##### Trecho citado #####

Em 1968, quando a peça icônica Hair saiu do circuito nova-iorquino off-Broadway para ser produzida em um grande teatro da Broadway, a contracultura já estava se diversificando e saindo dos centros tradicionais. Surgiu, assim, o “hippie de butique”. A partir daí, seus valores passaram a ser digeridos pelo arqui-inimigo – a sociedade de consumo – e transformados numa miríade de objetos e produtos lançados no mercado para o consumo de massa. Entre eles, a indústria do rock: Beatles, Rolling Stones, The Who, Grateful Dead, Jefferson Airplane, Janis Joplin, Jimi Hendrix, Led Zeppelin, The Doors, Pink Floyd, Neil Young, e, no Brasil, Raul Seixas, Mutantes, Secos & Molhados, os tropicalistas (Caetano, Gil, etc.) e os Novos Baianos.

O hippismo chegou ao Brasil com um pouco de atraso, no início da década de 1970, no apogeu da repressão da ditadura militar (1964-1985). Foi, como se costuma dizer, colocar açúcar no mel. A contracultura descarregou as tensões acumuladas na juventude estudantil, privada de expressão política e ideológica, influenciando também os intelectuais e artistas. Amor livre, drogas e contestação tornaram-se atitudes e produtos de consumo cotidiano.

##### Dados fornecidos #####

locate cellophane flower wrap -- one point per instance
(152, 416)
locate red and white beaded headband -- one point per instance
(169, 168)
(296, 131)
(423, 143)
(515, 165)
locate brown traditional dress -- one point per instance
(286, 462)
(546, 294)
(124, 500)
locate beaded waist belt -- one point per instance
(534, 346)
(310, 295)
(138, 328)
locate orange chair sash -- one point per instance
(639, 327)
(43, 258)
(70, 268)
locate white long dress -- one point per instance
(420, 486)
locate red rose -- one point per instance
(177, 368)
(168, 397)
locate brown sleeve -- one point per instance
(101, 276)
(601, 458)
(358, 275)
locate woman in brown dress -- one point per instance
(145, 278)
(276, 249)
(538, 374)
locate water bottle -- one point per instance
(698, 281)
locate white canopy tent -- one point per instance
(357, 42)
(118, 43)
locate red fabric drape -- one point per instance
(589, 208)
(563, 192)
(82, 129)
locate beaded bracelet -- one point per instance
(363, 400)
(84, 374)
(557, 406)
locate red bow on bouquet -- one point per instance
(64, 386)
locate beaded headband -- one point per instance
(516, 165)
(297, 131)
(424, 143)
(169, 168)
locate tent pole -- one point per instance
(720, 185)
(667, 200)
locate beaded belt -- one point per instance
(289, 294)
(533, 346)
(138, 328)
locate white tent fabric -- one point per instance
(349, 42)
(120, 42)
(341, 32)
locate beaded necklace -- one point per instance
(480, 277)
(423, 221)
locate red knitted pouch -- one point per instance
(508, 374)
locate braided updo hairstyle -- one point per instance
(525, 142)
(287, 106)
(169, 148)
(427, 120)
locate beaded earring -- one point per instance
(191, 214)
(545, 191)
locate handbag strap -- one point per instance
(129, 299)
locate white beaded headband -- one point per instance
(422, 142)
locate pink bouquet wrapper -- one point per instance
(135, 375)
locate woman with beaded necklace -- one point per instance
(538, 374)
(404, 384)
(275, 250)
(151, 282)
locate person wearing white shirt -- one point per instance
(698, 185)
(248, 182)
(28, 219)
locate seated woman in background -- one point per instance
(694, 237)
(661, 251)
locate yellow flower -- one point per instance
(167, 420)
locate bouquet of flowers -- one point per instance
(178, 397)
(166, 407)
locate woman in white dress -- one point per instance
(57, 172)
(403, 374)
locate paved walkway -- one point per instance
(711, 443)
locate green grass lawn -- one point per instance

#####

→ **Problemas a resolver**:
#1 Responda às perguntas com base no texto sobre a contracultura.
(a) Em que ano a peça Hair foi produzida em um grande teatro da Broadway?
(b) Em que época o hippismo chegou ao Brasil?
(c) Qual período de duração da ditadura militar o texto indica?
#2 Reproduza sem alterações o trecho do texto sobre a contracultura que vai de "O hippismo chegou" até "de consumo cotidiano.".
#3 Continue o texto sobre a contracultura a partir do ponto em que ele termina.

→ **Respostas do exercício**:
#1
(a) Em 1968.
(b) No início da década de 1970.
(c) De 1964 a 1985.

#2
O hippismo chegou ao Brasil com um pouco de atraso, no início da década de 1970, no apogeu da repressão da ditadura militar (1964-1985). Foi, como se costuma dizer, colocar açúcar no mel. A contracultura descarregou as tensões acumuladas na juventude estudantil, privada de expressão política e ideológica, influenciando também os intelectuais e artistas. Amor livre, drogas e contestação tornaram-se atitudes e produtos de consumo cotidiano.

#3
O radicalismo e seus excessos induziram à reação conservadora. Na Inglaterra e nos Estados Unidos, os governos de Margaret Thatcher (1979-1990) e de Ronald Reagan (1981-1989) desmobilizaram a influência hippie. A redução de impostos e a privatização dos serviços públicos impulsionaram o crescimento econômico e consagraram a ascensão conservadora dos yuppies (sigla em inglês para young urban professionals), o modelo oposto, dos jovens universitários ambiciosos, atentos à moda e às demandas do mercado financeiro – bem retratado pelo filme Clube da Luta (1999). Àqueles que não gostavam da moldura restava negá-la com veemência maior, como a juventude punk e seu rock raivoso fizeram.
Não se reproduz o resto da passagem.